## What this task involves
Return every line of the listing below exactly as it appears, without changing anything.
══ Extracted material
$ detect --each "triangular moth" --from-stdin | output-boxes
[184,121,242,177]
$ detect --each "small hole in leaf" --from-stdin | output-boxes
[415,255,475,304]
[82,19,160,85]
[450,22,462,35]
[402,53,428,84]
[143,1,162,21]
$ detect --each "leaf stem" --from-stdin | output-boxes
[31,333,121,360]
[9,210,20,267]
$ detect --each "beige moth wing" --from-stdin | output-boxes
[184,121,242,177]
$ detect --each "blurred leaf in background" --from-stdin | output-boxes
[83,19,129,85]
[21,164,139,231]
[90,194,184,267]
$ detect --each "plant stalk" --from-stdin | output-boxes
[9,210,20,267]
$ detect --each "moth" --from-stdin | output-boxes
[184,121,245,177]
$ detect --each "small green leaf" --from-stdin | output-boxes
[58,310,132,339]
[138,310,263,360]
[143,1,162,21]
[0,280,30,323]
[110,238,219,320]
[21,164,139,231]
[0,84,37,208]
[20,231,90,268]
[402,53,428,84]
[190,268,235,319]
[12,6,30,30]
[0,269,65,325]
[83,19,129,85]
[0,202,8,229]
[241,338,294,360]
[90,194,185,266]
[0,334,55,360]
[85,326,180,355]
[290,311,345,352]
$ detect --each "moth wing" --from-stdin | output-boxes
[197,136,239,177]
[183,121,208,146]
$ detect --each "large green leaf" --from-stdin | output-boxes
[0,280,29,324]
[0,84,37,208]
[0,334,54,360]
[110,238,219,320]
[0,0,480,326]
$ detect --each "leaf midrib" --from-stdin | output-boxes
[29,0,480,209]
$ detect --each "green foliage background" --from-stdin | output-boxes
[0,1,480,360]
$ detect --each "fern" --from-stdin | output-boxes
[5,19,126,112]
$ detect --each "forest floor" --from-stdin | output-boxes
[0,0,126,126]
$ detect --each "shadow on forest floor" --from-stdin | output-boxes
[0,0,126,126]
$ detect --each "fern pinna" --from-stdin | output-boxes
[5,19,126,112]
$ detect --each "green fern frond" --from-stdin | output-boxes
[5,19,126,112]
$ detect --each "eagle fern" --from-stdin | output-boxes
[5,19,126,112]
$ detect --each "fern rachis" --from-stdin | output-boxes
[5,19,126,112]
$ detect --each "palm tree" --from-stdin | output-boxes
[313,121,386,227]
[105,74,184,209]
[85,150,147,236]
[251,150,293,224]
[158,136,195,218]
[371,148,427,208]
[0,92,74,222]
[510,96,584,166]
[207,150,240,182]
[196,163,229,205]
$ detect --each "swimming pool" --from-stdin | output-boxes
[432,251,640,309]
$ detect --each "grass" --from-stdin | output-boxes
════
## Finished answer
$ detect --each "triangular moth" --from-stdin | output-boxes
[184,121,242,177]
$ detect --each "small hole in leaf" --from-stdin | output-boxes
[415,255,475,304]
[82,19,160,85]
[450,22,462,35]
[402,53,428,84]
[143,1,162,21]
$ detect --each "leaf stem" --from-stdin | output-boxes
[31,333,121,360]
[9,210,20,267]
$ detect --each "beige moth wing" --from-stdin | output-boxes
[184,121,242,177]
$ detect --each "blurred leaf in background" --from-stdin | output-boxes
[83,19,129,85]
[21,164,139,231]
[90,194,184,267]
$ detect --each "plant stalk" --from-stdin | output-boxes
[9,210,20,267]
$ detect --each "moth" --from-stdin | output-boxes
[184,121,245,177]
$ detect --each "small green leaf" --from-stdin | output-boxes
[58,310,132,339]
[138,310,263,360]
[143,1,162,21]
[0,280,30,323]
[110,238,219,320]
[21,164,139,231]
[0,84,37,208]
[20,231,90,268]
[402,53,428,84]
[190,268,235,319]
[12,6,30,30]
[0,269,65,325]
[83,19,129,85]
[0,202,8,229]
[241,338,294,360]
[90,194,185,266]
[0,334,55,360]
[85,326,180,355]
[290,311,345,352]
$ detect --each "moth wing" --from-stdin | output-boxes
[197,136,239,177]
[183,121,208,146]
$ detect --each "large green leaf" --from-stdin | output-boxes
[0,280,29,324]
[0,84,37,208]
[0,334,54,360]
[110,238,219,320]
[0,0,480,326]
$ detect --each "leaf midrib" --from-stdin | output-boxes
[29,0,480,209]
$ detect --each "green foliage background" --from-stdin | output-boxes
[0,1,480,360]
$ detect --each "fern" --from-stdin | output-boxes
[5,19,126,112]
$ detect --each "forest floor" --from-stdin | output-boxes
[0,0,126,126]
$ detect --each "shadow on forest floor" --from-stdin | output-boxes
[0,0,126,126]
$ detect --each "fern pinna" --from-stdin | output-boxes
[5,19,126,112]
$ detect --each "green fern frond" --from-stdin | output-boxes
[5,19,126,112]
$ detect --each "eagle fern" --from-stdin | output-boxes
[5,19,126,112]
$ detect --each "fern rachis" --from-stdin | output-boxes
[5,19,126,112]
$ detect --each "palm tree" --from-stdin | output-boxes
[313,121,386,227]
[105,74,184,209]
[85,150,147,236]
[251,150,293,224]
[158,136,195,218]
[371,148,427,208]
[0,92,74,222]
[510,96,584,166]
[207,150,240,182]
[196,163,229,205]
$ detect --each "swimming pool" --from-stdin | output-boxes
[432,251,640,309]
$ detect --each "grass" --from-stdin | output-boxes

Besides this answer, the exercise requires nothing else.